--- Written exercise 1 ---
Answer these questions from the transcript excerpt.
(a) Up to what success rate did the bots reach in changing people's minds?
(b) About what is the average human success rate?
(c) How many months did the experiment last?

─── Source extract ───

They achieved up to an eighteen percent success rate in
changing people's minds. Now, the critical piece you need to

(05:22):
know is that the average human success rate is about
three percent. So the bots had absolutely crushed their human
competition in an environment teeming with intellectuals. The bots not
only survived, but they thrived. In fact, one of the
AI accounts climbed into the ninety ninth percentile of all

(05:45):
users on this subreddit. It racked up ten thousand karma
points along the way. Now, one of the most surprising
aspects of the experiment was how effectively a small team
of researchers, operating with modest academic resources, how they were
able to outperform essentially every human debater on the platform.

Speaker 2 (06:07):
So let that sink in for a second.

Speaker 1 (06:09):
You have a handful of graduate students armed with an
LM and a sneaky deployment strategy, and they quietly demonstrated
what it might look like if influence operations were scaled
by AI. Now, when this data was released, one of
the scariest parts to people was that nobody noticed that

(06:32):
these debaters were actually AI and not real humans. This
reddit channel prides itself as one of the most critically
minded communities on the platform. If any place could sniff
out an imposter, it should have been here. But for
the entire four months of the experiment, the bots played
along undetected by the humans. So that's worrisome. And there's

(06:57):
another issue too, which is the role of personal data.

─── Material for this task ───

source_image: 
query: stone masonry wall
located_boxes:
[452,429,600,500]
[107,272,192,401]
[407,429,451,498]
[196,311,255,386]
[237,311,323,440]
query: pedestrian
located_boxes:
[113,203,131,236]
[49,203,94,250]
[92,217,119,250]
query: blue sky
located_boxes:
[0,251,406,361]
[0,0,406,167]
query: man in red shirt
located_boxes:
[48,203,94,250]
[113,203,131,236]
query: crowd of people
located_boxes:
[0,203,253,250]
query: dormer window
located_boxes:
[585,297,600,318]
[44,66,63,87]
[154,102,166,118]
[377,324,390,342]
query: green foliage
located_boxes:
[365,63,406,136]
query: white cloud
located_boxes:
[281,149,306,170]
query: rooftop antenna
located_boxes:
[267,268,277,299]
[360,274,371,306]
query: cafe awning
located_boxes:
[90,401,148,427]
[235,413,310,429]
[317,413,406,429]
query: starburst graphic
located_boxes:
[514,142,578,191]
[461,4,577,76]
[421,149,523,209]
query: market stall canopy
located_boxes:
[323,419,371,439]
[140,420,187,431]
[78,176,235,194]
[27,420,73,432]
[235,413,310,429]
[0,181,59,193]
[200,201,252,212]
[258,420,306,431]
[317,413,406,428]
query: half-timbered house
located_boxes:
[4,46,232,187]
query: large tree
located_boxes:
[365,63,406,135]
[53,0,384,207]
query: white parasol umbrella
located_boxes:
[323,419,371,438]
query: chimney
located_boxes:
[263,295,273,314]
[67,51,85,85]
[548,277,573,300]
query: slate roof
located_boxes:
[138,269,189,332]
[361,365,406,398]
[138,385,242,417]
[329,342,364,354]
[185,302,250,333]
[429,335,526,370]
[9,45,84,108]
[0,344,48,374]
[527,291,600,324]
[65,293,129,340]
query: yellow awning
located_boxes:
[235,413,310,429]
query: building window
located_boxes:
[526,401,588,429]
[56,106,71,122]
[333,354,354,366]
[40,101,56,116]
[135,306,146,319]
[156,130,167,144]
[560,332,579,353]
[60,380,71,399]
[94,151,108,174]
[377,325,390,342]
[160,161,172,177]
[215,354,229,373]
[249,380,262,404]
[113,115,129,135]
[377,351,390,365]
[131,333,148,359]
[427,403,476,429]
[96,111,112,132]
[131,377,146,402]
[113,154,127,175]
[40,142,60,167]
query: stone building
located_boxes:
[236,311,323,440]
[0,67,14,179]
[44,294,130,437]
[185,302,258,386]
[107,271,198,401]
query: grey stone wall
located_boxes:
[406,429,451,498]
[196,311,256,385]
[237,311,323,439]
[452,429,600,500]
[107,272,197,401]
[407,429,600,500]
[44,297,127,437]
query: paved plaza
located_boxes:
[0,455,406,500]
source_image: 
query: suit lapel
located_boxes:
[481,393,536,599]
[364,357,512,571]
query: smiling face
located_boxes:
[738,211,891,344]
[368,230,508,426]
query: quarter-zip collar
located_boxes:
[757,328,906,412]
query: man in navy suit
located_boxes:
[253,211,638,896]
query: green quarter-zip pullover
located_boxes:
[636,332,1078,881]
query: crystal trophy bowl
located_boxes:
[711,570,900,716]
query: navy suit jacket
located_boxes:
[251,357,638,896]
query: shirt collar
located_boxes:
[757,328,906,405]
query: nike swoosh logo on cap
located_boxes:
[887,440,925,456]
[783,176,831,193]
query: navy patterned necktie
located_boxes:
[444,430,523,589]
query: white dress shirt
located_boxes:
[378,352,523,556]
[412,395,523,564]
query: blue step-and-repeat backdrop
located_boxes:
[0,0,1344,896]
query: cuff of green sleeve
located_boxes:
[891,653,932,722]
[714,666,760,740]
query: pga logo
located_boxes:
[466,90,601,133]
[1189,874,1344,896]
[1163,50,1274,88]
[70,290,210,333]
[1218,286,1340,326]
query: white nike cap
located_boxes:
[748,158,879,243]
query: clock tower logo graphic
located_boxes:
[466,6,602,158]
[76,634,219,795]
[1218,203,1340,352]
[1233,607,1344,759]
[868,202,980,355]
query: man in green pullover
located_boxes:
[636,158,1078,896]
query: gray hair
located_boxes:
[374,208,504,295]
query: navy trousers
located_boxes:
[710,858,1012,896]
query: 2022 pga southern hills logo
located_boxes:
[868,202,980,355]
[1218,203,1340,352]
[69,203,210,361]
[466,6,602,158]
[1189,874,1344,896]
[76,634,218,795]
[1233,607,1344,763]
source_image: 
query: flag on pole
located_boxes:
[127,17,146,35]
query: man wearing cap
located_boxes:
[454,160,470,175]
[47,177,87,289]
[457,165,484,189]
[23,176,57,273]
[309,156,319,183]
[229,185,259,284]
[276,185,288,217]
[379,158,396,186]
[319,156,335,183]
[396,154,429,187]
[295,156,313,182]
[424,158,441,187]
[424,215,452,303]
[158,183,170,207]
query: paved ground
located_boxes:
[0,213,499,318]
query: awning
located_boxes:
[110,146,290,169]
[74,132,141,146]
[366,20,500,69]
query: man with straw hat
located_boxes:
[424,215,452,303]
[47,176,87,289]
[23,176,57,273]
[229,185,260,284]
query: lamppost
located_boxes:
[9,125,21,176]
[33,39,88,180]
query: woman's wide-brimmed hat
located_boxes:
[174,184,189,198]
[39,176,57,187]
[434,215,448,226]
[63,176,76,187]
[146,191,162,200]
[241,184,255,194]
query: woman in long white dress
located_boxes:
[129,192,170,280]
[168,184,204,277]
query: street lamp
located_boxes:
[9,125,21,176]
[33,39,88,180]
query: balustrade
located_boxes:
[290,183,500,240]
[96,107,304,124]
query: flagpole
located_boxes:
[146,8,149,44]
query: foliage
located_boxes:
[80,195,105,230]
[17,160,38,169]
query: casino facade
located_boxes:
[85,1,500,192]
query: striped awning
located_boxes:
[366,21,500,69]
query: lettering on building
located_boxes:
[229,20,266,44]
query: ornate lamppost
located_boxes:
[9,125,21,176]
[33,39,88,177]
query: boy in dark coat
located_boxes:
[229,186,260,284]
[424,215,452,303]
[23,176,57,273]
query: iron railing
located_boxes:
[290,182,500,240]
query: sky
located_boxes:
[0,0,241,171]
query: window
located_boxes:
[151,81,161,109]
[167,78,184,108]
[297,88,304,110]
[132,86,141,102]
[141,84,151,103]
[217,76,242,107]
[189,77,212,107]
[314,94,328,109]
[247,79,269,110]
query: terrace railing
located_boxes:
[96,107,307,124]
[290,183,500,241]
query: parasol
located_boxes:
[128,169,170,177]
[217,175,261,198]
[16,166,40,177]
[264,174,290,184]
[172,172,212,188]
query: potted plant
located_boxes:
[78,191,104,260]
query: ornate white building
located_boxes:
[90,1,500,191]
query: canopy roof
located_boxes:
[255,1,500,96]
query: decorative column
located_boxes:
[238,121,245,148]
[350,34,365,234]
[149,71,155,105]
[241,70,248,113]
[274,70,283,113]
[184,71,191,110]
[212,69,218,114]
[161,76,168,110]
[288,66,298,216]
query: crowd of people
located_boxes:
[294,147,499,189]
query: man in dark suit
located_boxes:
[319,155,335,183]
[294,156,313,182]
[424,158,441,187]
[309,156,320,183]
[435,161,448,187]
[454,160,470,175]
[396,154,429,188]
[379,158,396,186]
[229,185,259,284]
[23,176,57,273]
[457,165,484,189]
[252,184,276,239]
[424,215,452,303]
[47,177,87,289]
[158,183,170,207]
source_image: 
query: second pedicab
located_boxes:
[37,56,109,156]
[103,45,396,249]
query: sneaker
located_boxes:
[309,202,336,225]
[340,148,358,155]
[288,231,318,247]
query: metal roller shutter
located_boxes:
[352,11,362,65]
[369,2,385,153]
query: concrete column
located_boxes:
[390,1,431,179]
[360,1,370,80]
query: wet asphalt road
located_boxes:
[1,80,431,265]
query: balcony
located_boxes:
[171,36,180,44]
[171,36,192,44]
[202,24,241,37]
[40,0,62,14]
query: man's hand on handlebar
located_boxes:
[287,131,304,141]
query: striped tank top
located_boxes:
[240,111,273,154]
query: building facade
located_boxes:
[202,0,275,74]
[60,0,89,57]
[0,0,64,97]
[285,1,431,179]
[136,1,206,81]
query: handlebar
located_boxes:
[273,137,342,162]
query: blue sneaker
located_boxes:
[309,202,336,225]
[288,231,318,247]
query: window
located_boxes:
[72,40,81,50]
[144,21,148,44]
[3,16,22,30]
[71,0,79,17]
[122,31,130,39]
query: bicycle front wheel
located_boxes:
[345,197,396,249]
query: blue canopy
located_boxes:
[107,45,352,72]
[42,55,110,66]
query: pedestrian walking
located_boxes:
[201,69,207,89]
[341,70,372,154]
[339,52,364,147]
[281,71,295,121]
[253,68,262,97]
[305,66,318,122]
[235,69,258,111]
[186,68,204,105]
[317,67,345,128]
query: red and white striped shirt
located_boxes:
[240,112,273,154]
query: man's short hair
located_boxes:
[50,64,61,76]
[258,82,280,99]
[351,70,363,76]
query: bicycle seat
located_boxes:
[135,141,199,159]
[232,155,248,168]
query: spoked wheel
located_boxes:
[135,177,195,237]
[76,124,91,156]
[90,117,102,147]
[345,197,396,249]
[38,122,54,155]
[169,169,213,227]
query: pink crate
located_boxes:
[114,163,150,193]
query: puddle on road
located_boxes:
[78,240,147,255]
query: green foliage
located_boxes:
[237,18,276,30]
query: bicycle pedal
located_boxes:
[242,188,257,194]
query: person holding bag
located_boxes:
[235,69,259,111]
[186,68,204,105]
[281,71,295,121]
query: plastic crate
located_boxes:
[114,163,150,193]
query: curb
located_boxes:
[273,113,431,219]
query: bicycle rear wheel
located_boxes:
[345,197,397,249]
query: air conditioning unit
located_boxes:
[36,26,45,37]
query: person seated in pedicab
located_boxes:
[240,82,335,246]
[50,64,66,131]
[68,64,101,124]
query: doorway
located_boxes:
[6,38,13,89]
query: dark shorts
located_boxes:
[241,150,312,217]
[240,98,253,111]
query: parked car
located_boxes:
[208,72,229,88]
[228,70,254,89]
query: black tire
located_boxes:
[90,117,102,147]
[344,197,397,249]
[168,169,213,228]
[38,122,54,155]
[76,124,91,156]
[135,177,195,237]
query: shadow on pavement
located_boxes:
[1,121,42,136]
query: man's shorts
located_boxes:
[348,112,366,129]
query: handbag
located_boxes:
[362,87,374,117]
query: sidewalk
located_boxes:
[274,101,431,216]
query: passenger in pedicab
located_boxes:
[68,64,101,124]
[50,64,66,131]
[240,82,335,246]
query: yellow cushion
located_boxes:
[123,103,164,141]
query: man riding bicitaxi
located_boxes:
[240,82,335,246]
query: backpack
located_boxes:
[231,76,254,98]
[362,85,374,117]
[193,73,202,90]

───

--- Written exercise 2 ---
Please rename "parked car" to "parked vehicle" in the entries, starting at the line containing "query: doorway" and ending at the line containing "[228,70,254,89]". Give back only those lines, with everything else unchanged.

--- Full solution 1 ---
(a) Up to eighteen percent.
(b) About three percent.
(c) Four months.

--- Full solution 2 ---
query: doorway
located_boxes:
[6,38,13,89]
query: dark shorts
located_boxes:
[241,150,312,217]
[240,98,253,111]
query: parked vehicle
located_boxes:
[208,72,229,88]
[228,70,254,89]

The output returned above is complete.